Rewrite the lines below as a numbered list. Skip blank lines and leave the pictures out.

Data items
-- Begin --

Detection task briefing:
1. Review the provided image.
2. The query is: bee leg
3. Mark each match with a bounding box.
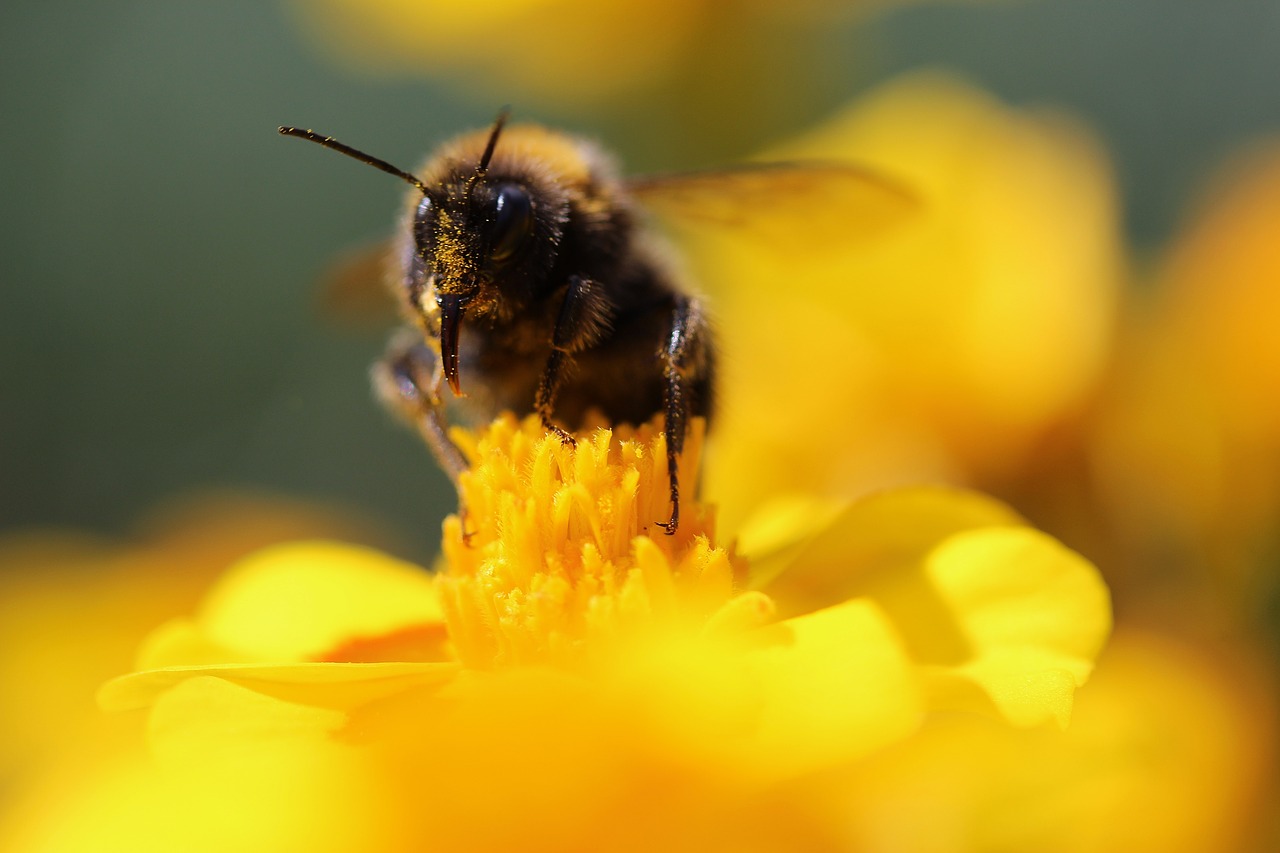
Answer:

-- End --

__Task result__.
1. Detection task briefing:
2. 1. Review the provided image.
3. 2. The query is: bee leg
4. 3. Mark each match with a bounding box.
5. Answer:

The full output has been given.